What the task requires :: From the TUPE case text below, copy the part that starts with the words "The EAT upheld" and ends with the words "no TUPE transfer.", word for word.

Reading text section start

The key requirement for a service provision change to be covered by TUPE is that there is – immediately before the transfer – an organised grouping of employees whose principal purpose is carrying out the activity that is being transferred. That is not simply a matter of adding up what percentage of an employee’s time is spent on a particular activity – it is the employees’ principal purpose that matters. Key to that is the way in which the employees have been organised.

In Tess Esk and Wear Valleys NHS Foundation Trust v Harland and others however, the EAT accepted that it might be necessary to look beyond how the group is organised and consider the work that they were actually doing by the time of the transfer. The case involved the specialist care provided for a patient with severe learning disabilities. The South Tees Care Commission Group (CCG) contracted with Tess Esk and Wear Valleys NHS Foundation Trust (the Trust) to provide for this patient’s care by a dedicated team of NHS nurses. As his care progressed, however, he gained more independence and the staff working with him spent more of their time working with other patients instead.

In 2014 the care of the patient was put out to tender and the new contract was won by Danshell Healthcare Ltd. The question arose as to whether this was a TUPE transfer which meant that some NHS employees would transfer to Danshell. The NHS Trust at first suggested that 11 employees were employed for the principal purpose of looking after the patient and argued that they should all be transferred under TUPE. They subsequently softened their position and said that there were seven members of staff who spent more than 75 per cent of their shifts working with the patient and that therefore these seven staff should transfer.

An employment tribunal held that in fact there was no organised grouping of employees whose principal purpose was providing care for the patient. There was an organised grouping of 11 employees who were assigned to his care, but by the time of the transfer it could no longer be said that providing care for this particular patient was their principal purpose. It was artificial and arbitrary for the Trust to try to create a group of seven employees by adding up their number of shifts working with the patient. The truth was that by the time of the transfer all of the employees provided care for a range of patients and none of them could be said to have caring for this patient as their principal purpose.

The EAT upheld this finding. While the actual activities being performed at the time of the transfer did not necessarily determine the purpose of a group of employees, it was a relevant factor to consider in deciding what the purpose was. Where, as here, work was being done by far more employees than was needed to fulfil a particular purpose, that was good evidence that the purpose in question was not the ‘principal’ one for which they continued to be employed. The tribunal had been entitled to find that the principal purpose of the group in question had changed and was no longer to provide care for this particular patient. It followed that there had been no TUPE transfer.

Reading text section end
Extracted records section start

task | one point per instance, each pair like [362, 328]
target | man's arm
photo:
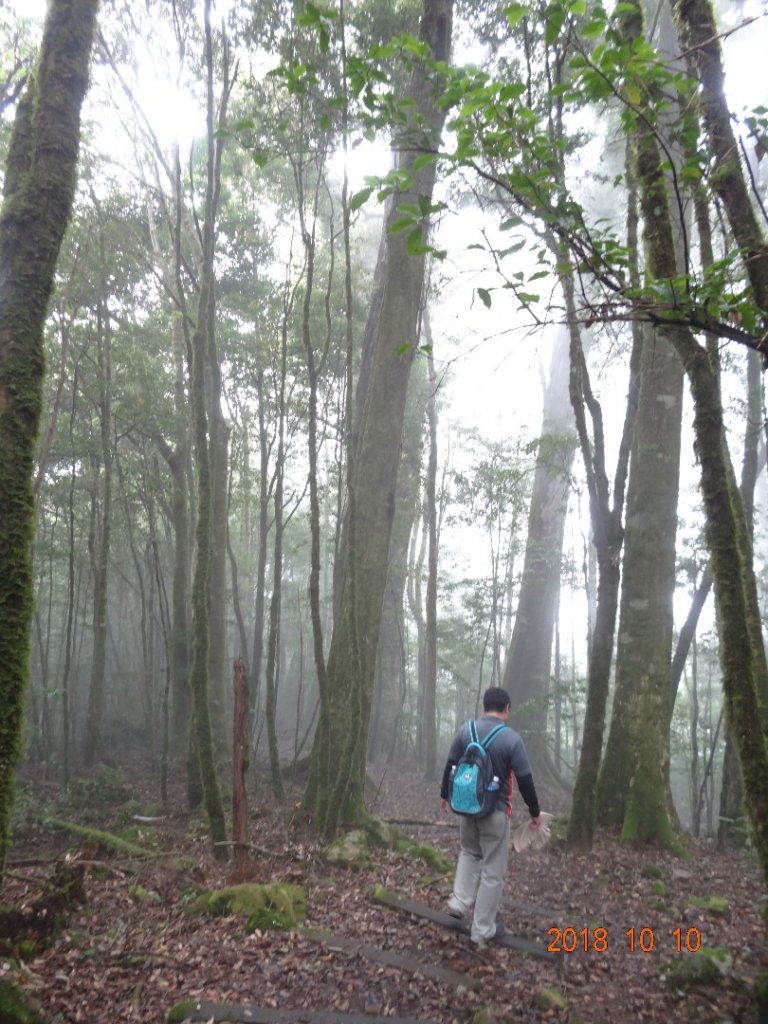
[527, 792]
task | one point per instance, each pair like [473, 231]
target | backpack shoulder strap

Extracted records section end

Response area ::
The EAT upheld this finding. While the actual activities being performed at the time of the transfer did not necessarily determine the purpose of a group of employees, it was a relevant factor to consider in deciding what the purpose was. Where, as here, work was being done by far more employees than was needed to fulfil a particular purpose, that was good evidence that the purpose in question was not the ‘principal’ one for which they continued to be employed. The tribunal had been entitled to find that the principal purpose of the group in question had changed and was no longer to provide care for this particular patient. It followed that there had been no TUPE transfer.